● EXERCISE:
Rewrite the records below, changing every "Would you mind pointing out" to "Could you mark" and leaving everything else as it is. Omit the pictures from your version.

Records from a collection
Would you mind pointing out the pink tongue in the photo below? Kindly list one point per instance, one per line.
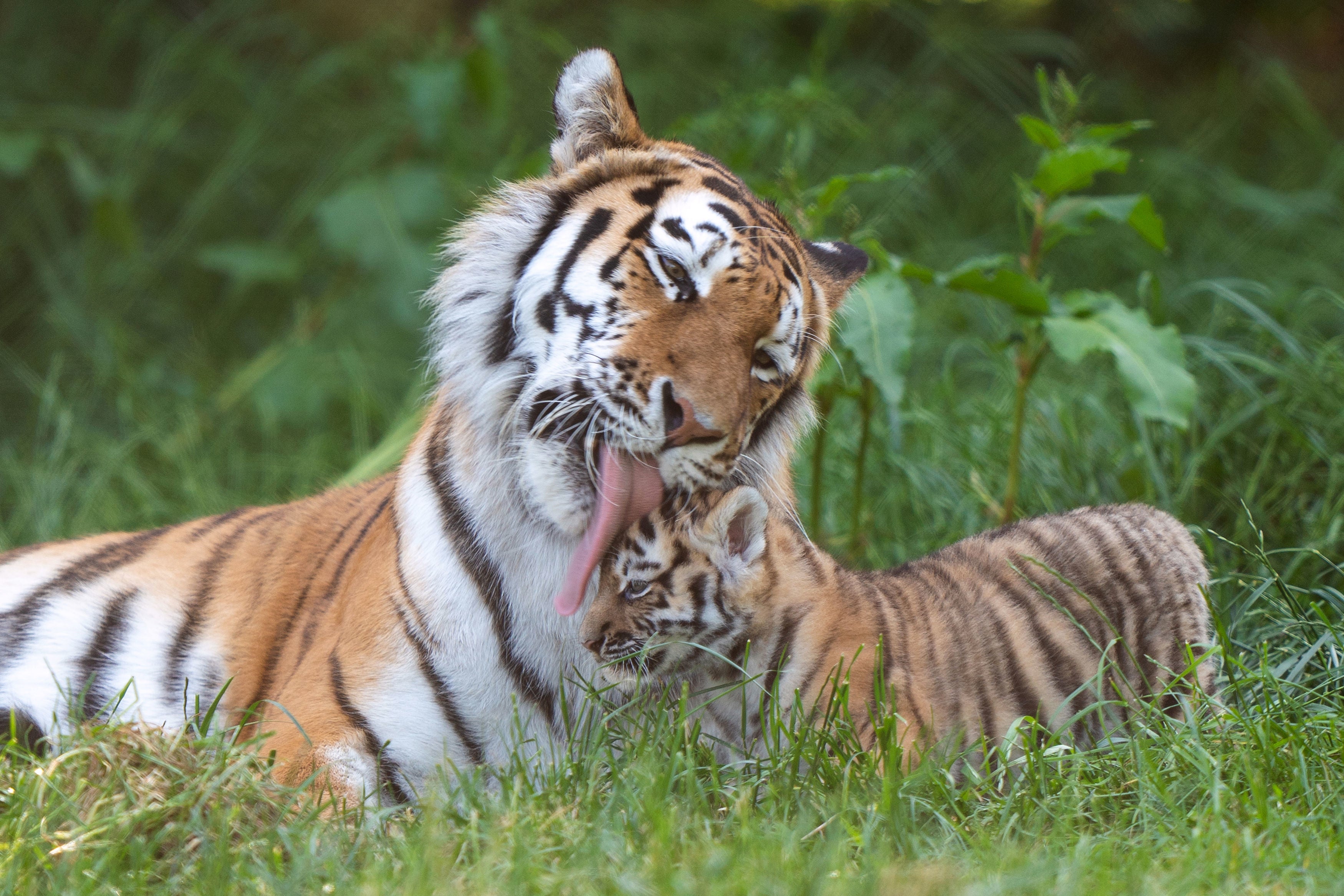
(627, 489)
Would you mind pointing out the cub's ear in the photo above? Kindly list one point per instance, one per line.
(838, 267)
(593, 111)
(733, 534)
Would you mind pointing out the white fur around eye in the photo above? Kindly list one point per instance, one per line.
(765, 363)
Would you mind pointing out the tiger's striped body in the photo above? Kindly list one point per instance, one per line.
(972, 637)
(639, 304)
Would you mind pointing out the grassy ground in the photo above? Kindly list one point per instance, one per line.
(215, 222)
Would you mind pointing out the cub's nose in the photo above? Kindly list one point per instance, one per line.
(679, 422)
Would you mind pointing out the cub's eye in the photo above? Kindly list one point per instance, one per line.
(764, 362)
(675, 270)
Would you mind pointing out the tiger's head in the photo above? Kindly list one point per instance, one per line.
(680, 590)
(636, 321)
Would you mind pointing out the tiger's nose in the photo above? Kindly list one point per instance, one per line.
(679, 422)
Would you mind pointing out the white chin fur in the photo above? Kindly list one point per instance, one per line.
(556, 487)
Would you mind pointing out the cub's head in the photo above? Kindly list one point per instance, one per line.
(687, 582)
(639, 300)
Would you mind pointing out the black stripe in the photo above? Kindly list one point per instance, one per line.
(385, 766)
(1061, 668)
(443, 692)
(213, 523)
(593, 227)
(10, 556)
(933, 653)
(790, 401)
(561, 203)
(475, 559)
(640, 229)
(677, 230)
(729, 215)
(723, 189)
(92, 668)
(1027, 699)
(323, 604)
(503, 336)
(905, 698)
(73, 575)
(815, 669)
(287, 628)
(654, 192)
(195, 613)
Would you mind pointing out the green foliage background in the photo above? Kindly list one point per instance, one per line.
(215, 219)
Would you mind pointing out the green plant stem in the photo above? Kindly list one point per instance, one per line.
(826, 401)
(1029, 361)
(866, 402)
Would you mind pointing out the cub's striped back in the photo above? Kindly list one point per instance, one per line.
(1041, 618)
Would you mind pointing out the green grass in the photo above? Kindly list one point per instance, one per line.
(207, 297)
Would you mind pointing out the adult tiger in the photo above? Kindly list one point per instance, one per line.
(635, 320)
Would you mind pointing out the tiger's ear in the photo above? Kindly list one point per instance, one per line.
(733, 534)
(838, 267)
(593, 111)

● RESULT OF THIS EXERCISE:
Could you mark the pink tongue in the photo below? Kindly list one point per instance, one per line.
(627, 489)
Could you mark the cub's ear in the photo above? Kindly list one point per instance, one per line.
(838, 267)
(593, 111)
(733, 534)
Could you mark the white fur around eye in the photo above? Kindly list one point per instance, one per line.
(765, 363)
Could you mark the tiger's striped body in the photo above? Kindly list one point per instance, one per line.
(972, 637)
(639, 304)
Could you mark the grassy ground in the photo above? Kindly list one point per instance, one per line.
(215, 222)
Could you mark the cub's nose in the photo above? Kindly list one point per instance, one per line.
(679, 422)
Could you mark the cub's eye in the photo above? Kindly list one point per instance, one per line.
(764, 362)
(675, 270)
Could you mark the tiger's head in the photo above? Kindly list one point per instance, one per line.
(680, 590)
(636, 321)
Could you mark the tiger's nose in the photo above? Kindly list one point per instance, one per line.
(679, 422)
Could you mark the white chin fur in the photo above? Kindly list one point per instance, one per line.
(556, 487)
Could you mark the cub's head in the photo above? Kindly list one point per instance, one per line.
(687, 582)
(639, 300)
Could you mark the black stripe in the photo above? Kindly list one point per instance, one per line.
(385, 766)
(1061, 668)
(443, 692)
(213, 523)
(593, 227)
(10, 556)
(933, 653)
(790, 401)
(561, 203)
(475, 559)
(640, 229)
(677, 230)
(729, 215)
(723, 189)
(92, 668)
(1027, 699)
(323, 604)
(503, 336)
(905, 698)
(73, 575)
(815, 669)
(287, 628)
(654, 192)
(195, 613)
Could you mark the green foliage background in the photo above? Kindly list one point per instance, one per line.
(215, 219)
Could you mark the green plant stem in the photo above? Kindly list one point per instance, one per line.
(826, 401)
(1029, 361)
(866, 402)
Could you mark the cub's striped back in the photo above? Kindly list one point per instance, one per line.
(1041, 618)
Could you mark the green grass in the photo above? Kindly list one point per instance, one per line.
(207, 297)
Could you mark the adult tiger in the photo above? Kindly list one point per instance, one per line.
(635, 320)
Could you mark the tiger's ear in the photo above? Kindly list one point per instance, one per line.
(733, 534)
(838, 267)
(593, 111)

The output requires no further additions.